#### Prompt:
Restate all of the data exactly.

Records from a data collection
§

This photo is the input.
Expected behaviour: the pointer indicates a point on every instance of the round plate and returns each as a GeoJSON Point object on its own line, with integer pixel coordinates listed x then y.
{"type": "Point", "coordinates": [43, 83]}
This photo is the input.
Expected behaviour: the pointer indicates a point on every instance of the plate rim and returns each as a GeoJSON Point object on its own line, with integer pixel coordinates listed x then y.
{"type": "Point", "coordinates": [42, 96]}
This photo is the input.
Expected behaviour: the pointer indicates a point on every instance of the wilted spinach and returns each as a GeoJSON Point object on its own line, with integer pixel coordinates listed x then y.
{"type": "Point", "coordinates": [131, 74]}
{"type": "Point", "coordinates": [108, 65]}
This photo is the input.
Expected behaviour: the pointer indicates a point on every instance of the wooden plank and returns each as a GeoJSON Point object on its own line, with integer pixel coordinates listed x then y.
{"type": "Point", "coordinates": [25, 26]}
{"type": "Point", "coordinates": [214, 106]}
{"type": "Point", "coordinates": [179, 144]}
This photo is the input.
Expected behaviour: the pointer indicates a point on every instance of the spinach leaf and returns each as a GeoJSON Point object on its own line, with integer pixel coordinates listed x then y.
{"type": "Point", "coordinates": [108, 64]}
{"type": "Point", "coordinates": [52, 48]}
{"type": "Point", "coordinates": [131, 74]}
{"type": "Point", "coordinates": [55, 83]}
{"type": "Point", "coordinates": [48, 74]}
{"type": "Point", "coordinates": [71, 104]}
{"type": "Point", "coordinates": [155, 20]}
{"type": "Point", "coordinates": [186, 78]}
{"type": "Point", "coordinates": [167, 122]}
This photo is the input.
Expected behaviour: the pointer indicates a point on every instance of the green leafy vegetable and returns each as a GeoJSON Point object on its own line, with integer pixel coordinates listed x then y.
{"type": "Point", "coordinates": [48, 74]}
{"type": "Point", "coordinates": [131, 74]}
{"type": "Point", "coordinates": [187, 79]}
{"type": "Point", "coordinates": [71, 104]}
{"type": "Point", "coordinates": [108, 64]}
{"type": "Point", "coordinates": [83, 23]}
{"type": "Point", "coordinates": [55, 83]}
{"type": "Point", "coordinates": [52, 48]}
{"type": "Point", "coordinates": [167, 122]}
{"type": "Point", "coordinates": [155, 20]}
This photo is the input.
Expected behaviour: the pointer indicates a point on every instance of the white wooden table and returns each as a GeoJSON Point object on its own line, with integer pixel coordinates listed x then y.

§

#### Correct answer:
This photo is the input.
Expected behaviour: the pointer indicates a point on every instance of the round plate and returns each as a GeoJSON Point object on its own line, with integer pixel coordinates listed x then y.
{"type": "Point", "coordinates": [43, 83]}
This photo is the input.
Expected behaviour: the pointer indicates a point on every instance of the plate rim and returns each as a GeoJSON Point object on its own line, with integer pixel coordinates listed x then y.
{"type": "Point", "coordinates": [42, 96]}
This photo is the input.
Expected behaviour: the pointer indicates a point on every instance of the wilted spinach and returns each as a GeoJSON Point object on its own line, with integer pixel coordinates listed x then y.
{"type": "Point", "coordinates": [131, 74]}
{"type": "Point", "coordinates": [108, 65]}
This photo is the input.
Expected behaviour: the pointer indicates a point on every instance of the wooden plank and returns each as a GeoJSON Point object on its own line, with integer pixel coordinates listed x then y.
{"type": "Point", "coordinates": [25, 26]}
{"type": "Point", "coordinates": [214, 106]}
{"type": "Point", "coordinates": [179, 144]}
This photo is the input.
Expected behaviour: the pointer indicates a point on every instance of the spinach leaf and returns each as a GeoJSON Point object on its own line, with integer pixel coordinates listed x then y.
{"type": "Point", "coordinates": [108, 64]}
{"type": "Point", "coordinates": [52, 48]}
{"type": "Point", "coordinates": [131, 74]}
{"type": "Point", "coordinates": [55, 83]}
{"type": "Point", "coordinates": [48, 74]}
{"type": "Point", "coordinates": [71, 104]}
{"type": "Point", "coordinates": [155, 20]}
{"type": "Point", "coordinates": [186, 78]}
{"type": "Point", "coordinates": [167, 122]}
This photo is the input.
Expected behaviour: the pointer indicates a point on every instance of the green leafy vegetable and returns each as a GeoJSON Point object on its own line, with integer pixel coordinates listed x then y.
{"type": "Point", "coordinates": [48, 74]}
{"type": "Point", "coordinates": [131, 74]}
{"type": "Point", "coordinates": [187, 79]}
{"type": "Point", "coordinates": [71, 104]}
{"type": "Point", "coordinates": [108, 64]}
{"type": "Point", "coordinates": [83, 23]}
{"type": "Point", "coordinates": [55, 83]}
{"type": "Point", "coordinates": [52, 48]}
{"type": "Point", "coordinates": [167, 122]}
{"type": "Point", "coordinates": [155, 20]}
This photo is the input.
Expected behaviour: the pointer indicates a point on every instance of the white wooden table and returns each as a GeoJSON Point object on its own line, with integer pixel coordinates listed x then y.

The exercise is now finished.